* Lesetext
■ ■ ■ ■ ■ ■ ■

„Man muss die Umwelt durch die Fotografie erkennen, sie durch die Augen und die Interpretation hindurchfiltern“, sagt Oliviero Toscani, der Fotograf der „Skandalkampagnen“ der Firma Bennetton in den 90-er Jahren, in einem Interview des Tages Anzeiger* (Schweiz). Er gibt in diesem Zusammenhang ferner zu bedenken, dass mittlerweile „jeder Esel“, dem man eine Kamera in die Hand gibt, ein Foto machen könne.
Nun, ich muss zugeben, so ganz erschließt sich mir der Inhalt dieser Aussage nicht, am ehesten dürfte Herr Toscani eine Art (vorsicht, großes Wort!) „Wahrheit“ hinter der Fassade gemeint haben, die eben nicht von jedem „Esel“ wahrgenommen werden kann, nur, gibt es denn dort auch immer etwas zu sehen?
Form follows function, war die Devise des Bauhaus. Ist die Devise unserer Zeit nicht eher die Umkehrung dieser Aussage, oder, schlimmer noch, gilt nicht gar: Form verdrängt Funktion, verdrängt Inhalt.
Vielleicht ist es ja eine Verschiebung der Wahrnehmung, wie sie sich in zunehmendem Alter einstellt (ich hoffe das sehr!), aber der Eindruck, dass die Verlagerung vom Inhalt hin zur Fassade ein unheilvolles Ausmaß angenommen hat, scheint, betrachtet man einmal die Ergebnisse, doch recht realitätsbasiert zu sein.
Es fängt bei der Optimierung der persönlichen körperlichen Form an und macht bei Präsentationen in beruflichem Kontext noch lange nicht Halt.

■ ■ ■ ■ ■ ■ ■

* Arbeitsanweisung
Führen Sie den Text über Form und Inhalt im Anschluss an seinen letzten Satz fort.

■ ■ ■ ■ ■ ■ ■

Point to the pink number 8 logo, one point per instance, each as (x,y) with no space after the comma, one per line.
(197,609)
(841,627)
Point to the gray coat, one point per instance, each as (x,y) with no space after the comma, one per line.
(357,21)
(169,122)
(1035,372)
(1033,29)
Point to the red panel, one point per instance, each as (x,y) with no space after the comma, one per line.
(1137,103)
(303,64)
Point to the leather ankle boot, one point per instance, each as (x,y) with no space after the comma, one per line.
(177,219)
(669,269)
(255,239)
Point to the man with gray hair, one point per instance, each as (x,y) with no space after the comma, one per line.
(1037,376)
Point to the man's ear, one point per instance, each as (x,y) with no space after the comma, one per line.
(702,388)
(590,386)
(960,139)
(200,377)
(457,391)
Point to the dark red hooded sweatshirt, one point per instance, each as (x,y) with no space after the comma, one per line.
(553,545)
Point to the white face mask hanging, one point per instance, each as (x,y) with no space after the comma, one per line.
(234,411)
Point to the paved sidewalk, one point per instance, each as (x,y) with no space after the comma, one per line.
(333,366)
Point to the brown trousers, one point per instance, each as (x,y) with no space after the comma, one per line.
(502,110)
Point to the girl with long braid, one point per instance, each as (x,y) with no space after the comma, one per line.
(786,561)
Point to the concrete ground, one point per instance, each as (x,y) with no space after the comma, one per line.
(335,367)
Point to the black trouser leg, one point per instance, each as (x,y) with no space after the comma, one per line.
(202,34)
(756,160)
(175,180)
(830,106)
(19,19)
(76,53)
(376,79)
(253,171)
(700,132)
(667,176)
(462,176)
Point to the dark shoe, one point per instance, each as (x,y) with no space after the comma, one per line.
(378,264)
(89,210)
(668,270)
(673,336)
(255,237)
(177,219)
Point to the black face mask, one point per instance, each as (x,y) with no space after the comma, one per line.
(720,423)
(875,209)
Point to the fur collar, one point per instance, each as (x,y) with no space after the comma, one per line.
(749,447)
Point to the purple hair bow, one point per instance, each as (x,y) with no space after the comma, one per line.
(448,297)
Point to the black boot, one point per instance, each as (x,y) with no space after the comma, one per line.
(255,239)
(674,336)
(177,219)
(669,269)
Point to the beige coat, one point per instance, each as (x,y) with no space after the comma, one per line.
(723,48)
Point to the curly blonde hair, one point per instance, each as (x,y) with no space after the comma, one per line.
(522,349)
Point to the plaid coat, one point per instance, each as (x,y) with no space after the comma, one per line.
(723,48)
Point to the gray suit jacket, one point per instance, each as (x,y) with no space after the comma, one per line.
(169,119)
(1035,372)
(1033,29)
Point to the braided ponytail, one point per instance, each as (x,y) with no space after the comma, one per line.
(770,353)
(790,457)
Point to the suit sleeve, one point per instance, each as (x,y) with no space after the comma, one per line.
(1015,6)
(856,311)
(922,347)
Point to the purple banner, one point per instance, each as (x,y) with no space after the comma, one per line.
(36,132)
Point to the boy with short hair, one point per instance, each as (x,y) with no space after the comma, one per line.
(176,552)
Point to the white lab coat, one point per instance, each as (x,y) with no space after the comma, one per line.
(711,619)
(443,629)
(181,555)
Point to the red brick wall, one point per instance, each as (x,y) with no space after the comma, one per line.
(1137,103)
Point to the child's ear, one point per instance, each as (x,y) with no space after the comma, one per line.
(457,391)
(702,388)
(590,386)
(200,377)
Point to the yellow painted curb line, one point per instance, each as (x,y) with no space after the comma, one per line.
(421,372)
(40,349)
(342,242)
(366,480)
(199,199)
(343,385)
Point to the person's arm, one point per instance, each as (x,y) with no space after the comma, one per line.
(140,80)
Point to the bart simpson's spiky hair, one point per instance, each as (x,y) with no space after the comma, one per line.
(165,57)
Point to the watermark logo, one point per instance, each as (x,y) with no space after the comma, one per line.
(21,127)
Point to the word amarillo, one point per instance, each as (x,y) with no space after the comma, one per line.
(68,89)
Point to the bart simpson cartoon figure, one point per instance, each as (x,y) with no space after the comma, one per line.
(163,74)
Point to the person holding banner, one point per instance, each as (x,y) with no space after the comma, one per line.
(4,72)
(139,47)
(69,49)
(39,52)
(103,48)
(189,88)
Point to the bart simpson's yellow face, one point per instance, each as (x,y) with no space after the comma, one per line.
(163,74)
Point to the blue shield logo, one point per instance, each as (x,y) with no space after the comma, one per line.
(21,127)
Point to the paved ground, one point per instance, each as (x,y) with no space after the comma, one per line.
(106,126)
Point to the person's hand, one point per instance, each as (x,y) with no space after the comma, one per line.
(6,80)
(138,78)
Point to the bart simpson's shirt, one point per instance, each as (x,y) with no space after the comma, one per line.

■ ■ ■ ■ ■ ■ ■

* Antwort zur Aufgabe
Die Fassade verdrängt den Inhalt, egal ob bei der strengen Diät zur Erreichung des gängigen Schönheitsideals, die (im meinerseits ärztlich beobachteten Extremfall) eine den Arbeitsplatz gefährdende Konzentrationsschwäche zur Folge hat – ob nun aufgrund der enormen Energie, die es bedarf, ein Grundbedürfnis wie Hunger und dem Drang diesen durch Nahrungsaufnahme zu lindern zu unterdrücken oder vielleicht durch den einfachen Untergang von Hirnzellen durch die Unterversorgung mit Nährstoffen, sei mal dahingestellt – oder bei der den Bankrott einer Firma zur Folge habenden Führung derselben durch smarte, sich gut präsentierende Führungskräfte, ohne besondere fachliche Qualifikation.
Was bleibt da übrig, was man fotografisch durch Augen und Interpretation hindurchfiltern könnte? Zunehmend nichts?
Dabei sind es genau diese, die Körperoptimierten, wie die metastasierenden Wasserköpfe der Unternehmen, die nach Abbildung, auch fotografischer gieren, ist es doch das Hauptmedium ihrer Selbstdarstellung.
Dann gälte es vielleicht in der Tat, die innere Leere sichtbar zu machen. Als Feststellung, als Warnung? Und wem brächte die Sichtbarmachung der Leere etwas?
Vielleicht denen, die gerade dabei sind, sich geistig zu entkernen?
Gilt es etwas zu tun und wenn ja, was?